### PAGE
[ClusterLabs] make promoted follow promoted resource ?

lejeczek peljasz at yahoo.co.uk
Sun Nov 26 13:11:29 EST 2023



On 26/11/2023 17:44, Andrei Borzenkov wrote:
> On 26.11.2023 12:32, lejeczek via Users wrote:
>> Hi guys.
>>
>> With these:
>>
>> -> $ pcs resource status REDIS-6381-clone
>>     * Clone Set: REDIS-6381-clone [REDIS-6381] (promotable):
>>       * Promoted: [ ubusrv2 ]
>>       * Unpromoted: [ ubusrv1 ubusrv3 ]
>>
>> -> $ pcs resource status PGSQL-PAF-5433-clone
>>     * Clone Set: PGSQL-PAF-5433-clone [PGSQL-PAF-5433]
>> (promotable):
>>       * Promoted: [ ubusrv1 ]
>>       * Unpromoted: [ ubusrv2 ubusrv3 ]
>>
>> -> $ pcs constraint ref REDIS-6381-clone
>> Resource: REDIS-6381-clone
>>     
>> colocation-REDIS-6381-clone-PGSQL-PAF-5433-clone-INFINITY
>>
>> basically promoted Redis should follow promoted pgSQL but
>> it's not happening, usually it does.
>> I presume pcs/cluster does something internally which
>> results in disobeying/ignoring that _colocation_ constraint
>> for these resources.
>> I presume scoring might play a role:
>>     REDIS-6385-clone with PGSQL-PAF-5435-clone (score:1001)
>> (rsc-role:Master) (with-rsc-role:Master)
>> but usually, that scoring works, only "now" it does not.
>> Any comments I appreciate much.
>> thanks, L.
>>
>> I looked at pamaker log - snippet below after
>> REDIS-6381-clone re-enabled - but cannot see explanation for
>> this.
>> ...
>>    notice: Calculated transition 110, saving inputs in
>> /var/lib/pacemaker/pengine/pe-input-3729.bz2
>>    notice: Transition 110 (Complete=0, Pending=0, Fired=0,
>> Skipped=0, Incomplete=0,
>> Source=/var/lib/pacemaker/pengine/pe-input-3729.bz2): 
>> Complete
>>    notice: State transition S_TRANSITION_ENGINE -> S_IDLE
>>    notice: State transition S_IDLE -> S_POLICY_ENGINE
>>    notice: Actions: Start      REDIS-6381:0
>> (                        ubusrv2 )
>>    notice: Actions: Start      REDIS-6381:1
>> (                        ubusrv3 )

### WRITTEN PROBLEM
List every pcs command that was run in the thread above.

### EXCERPTED RECORDS
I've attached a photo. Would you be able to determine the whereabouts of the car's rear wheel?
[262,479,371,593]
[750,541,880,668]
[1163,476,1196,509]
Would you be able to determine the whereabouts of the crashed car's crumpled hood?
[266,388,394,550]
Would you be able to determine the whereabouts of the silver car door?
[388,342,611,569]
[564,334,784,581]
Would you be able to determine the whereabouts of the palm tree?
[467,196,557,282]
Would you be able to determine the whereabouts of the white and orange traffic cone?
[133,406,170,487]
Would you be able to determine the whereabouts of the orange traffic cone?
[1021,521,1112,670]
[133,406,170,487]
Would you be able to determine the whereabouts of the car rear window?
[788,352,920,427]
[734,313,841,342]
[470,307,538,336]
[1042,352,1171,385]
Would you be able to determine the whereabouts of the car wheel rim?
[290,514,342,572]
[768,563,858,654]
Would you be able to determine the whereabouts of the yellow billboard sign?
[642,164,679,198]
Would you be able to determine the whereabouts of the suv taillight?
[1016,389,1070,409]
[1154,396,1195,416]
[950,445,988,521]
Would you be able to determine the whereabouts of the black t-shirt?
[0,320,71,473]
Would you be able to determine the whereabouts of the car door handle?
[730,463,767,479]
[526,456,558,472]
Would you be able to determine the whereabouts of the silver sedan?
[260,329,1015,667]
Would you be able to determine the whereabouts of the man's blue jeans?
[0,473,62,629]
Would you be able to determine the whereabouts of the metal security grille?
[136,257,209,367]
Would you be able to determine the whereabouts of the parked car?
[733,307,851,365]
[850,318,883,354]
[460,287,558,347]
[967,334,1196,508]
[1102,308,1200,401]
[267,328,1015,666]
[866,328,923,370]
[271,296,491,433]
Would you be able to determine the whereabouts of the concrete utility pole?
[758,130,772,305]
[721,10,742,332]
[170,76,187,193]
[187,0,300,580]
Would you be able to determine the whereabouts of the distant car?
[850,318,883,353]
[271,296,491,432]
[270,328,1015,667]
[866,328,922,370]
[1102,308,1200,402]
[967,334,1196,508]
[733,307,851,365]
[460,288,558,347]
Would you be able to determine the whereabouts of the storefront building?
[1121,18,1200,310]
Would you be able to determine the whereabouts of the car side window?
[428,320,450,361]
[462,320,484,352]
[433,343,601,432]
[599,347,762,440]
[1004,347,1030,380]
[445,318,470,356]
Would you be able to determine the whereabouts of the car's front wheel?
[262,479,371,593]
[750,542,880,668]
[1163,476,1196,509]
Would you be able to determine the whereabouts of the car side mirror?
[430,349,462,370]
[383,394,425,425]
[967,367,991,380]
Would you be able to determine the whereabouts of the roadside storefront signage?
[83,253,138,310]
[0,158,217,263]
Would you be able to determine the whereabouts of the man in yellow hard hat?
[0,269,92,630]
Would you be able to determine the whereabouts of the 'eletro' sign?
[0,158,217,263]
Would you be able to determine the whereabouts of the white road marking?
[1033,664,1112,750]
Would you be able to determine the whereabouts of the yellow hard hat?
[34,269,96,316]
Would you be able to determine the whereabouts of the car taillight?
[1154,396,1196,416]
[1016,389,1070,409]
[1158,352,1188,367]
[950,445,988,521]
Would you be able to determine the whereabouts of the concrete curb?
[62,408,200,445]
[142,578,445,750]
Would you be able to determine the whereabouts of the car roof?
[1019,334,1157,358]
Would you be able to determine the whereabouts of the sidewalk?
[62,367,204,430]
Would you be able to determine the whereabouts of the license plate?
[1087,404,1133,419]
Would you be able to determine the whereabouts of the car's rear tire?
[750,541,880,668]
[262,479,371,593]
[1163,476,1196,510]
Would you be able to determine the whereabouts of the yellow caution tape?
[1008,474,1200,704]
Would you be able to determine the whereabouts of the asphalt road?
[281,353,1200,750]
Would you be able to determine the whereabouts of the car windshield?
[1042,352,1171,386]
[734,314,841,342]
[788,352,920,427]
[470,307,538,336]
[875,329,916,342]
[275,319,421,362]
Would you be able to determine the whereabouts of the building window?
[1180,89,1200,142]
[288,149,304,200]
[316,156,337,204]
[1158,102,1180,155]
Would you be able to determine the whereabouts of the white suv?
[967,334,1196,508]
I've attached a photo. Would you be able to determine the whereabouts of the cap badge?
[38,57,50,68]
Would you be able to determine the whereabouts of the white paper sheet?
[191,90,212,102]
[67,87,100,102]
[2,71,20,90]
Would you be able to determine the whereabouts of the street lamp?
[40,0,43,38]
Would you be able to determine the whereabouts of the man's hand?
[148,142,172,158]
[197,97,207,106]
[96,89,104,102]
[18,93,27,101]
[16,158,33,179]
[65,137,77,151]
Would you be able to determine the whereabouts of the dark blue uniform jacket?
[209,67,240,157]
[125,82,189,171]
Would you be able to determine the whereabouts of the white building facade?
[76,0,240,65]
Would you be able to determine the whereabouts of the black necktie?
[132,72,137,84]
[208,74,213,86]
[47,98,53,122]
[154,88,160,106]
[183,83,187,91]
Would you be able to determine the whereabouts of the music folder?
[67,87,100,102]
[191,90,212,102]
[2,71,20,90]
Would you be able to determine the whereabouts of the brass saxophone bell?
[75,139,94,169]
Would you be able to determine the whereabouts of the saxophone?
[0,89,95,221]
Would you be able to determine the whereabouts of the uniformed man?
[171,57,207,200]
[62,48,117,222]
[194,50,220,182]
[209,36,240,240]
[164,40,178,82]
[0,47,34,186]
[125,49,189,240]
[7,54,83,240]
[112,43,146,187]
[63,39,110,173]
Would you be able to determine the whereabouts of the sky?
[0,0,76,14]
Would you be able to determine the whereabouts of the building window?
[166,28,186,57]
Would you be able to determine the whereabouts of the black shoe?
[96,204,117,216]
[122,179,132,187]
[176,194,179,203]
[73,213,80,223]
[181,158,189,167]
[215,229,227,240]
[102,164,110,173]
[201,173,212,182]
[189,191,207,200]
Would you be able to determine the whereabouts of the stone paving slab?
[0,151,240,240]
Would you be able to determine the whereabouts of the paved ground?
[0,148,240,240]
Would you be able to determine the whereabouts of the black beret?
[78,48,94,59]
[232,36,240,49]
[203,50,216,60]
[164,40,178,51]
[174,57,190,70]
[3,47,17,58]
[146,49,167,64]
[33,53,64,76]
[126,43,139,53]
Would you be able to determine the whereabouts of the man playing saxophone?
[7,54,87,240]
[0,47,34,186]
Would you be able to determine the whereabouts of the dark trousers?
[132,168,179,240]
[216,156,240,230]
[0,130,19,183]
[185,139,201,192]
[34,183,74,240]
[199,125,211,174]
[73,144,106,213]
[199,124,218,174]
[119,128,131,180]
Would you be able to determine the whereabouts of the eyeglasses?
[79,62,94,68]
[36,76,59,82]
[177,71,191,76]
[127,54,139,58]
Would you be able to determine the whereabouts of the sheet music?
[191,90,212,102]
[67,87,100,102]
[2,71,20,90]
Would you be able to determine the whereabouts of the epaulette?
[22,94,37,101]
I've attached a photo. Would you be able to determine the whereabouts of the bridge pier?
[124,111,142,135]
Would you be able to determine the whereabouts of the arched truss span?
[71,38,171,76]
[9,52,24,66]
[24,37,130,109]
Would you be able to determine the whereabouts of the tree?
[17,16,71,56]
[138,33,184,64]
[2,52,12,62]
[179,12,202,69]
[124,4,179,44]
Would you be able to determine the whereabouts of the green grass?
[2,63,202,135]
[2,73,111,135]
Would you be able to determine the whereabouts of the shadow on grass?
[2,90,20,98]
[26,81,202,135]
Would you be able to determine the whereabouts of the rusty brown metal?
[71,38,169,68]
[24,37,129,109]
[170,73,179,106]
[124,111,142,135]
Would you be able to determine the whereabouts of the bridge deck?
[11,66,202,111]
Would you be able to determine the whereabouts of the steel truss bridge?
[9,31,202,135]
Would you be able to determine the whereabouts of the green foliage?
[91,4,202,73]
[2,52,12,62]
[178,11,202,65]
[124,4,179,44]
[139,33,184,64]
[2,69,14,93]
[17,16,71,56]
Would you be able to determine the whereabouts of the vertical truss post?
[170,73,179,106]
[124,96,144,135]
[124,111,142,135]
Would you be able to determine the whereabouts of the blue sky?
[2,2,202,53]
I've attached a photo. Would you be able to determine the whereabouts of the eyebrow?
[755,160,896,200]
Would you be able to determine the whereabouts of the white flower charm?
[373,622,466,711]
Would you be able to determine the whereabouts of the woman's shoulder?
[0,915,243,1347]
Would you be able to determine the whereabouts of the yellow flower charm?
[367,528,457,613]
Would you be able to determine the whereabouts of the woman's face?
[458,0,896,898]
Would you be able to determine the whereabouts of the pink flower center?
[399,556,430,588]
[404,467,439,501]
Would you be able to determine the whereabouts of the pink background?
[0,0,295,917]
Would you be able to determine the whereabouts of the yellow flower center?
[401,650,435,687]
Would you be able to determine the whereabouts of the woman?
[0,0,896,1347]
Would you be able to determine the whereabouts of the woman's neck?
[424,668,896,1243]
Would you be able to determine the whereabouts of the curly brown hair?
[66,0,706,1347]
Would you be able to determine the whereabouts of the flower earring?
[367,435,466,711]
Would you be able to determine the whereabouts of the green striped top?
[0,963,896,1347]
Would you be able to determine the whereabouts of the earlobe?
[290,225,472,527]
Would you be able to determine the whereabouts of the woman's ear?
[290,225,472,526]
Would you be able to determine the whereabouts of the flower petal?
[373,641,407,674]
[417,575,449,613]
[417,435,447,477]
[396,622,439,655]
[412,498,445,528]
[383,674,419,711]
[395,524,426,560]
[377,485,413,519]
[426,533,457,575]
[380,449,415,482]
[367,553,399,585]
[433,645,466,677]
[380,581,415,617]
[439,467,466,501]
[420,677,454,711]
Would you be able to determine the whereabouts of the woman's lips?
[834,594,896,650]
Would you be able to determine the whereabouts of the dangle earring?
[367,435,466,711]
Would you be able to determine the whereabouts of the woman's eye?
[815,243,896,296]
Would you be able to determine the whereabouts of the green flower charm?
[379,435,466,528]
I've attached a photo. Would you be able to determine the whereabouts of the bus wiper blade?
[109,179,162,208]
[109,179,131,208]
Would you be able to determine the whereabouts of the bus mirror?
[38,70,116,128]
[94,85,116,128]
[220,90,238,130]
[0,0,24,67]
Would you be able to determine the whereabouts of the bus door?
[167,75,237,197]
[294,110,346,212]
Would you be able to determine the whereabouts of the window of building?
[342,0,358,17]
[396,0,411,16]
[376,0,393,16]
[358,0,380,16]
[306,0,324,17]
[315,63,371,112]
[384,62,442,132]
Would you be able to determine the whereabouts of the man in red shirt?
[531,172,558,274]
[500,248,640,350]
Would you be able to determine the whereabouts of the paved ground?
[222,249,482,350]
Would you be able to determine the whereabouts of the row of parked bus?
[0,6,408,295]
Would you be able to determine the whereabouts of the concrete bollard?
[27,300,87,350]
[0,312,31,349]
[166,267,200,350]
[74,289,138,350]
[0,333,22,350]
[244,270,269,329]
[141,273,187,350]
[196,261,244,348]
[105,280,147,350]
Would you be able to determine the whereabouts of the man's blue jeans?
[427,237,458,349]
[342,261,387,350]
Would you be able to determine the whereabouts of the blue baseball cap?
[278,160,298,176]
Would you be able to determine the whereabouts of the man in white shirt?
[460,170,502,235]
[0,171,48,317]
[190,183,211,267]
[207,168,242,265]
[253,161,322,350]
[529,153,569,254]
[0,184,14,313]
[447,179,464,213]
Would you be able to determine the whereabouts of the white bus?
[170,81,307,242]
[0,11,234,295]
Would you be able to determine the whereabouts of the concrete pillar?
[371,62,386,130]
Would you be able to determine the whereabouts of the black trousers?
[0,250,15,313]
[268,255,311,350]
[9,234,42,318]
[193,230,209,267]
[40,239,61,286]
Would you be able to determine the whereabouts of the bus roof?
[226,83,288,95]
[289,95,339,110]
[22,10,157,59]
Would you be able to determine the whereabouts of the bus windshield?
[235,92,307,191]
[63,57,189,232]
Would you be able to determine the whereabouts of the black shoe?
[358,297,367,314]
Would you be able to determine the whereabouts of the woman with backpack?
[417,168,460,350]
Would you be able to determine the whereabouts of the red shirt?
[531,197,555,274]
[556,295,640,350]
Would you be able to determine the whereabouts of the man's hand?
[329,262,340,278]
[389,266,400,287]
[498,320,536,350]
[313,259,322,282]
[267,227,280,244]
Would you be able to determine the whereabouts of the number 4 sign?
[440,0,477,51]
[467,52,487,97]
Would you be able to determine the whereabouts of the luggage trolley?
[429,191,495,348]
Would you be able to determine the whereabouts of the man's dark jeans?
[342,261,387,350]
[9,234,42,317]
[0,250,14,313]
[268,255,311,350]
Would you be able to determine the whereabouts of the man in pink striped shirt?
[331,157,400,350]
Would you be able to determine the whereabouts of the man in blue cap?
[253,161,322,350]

### RESPONSE
pcs resource status REDIS-6381-clone
pcs resource status PGSQL-PAF-5433-clone
pcs constraint ref REDIS-6381-clone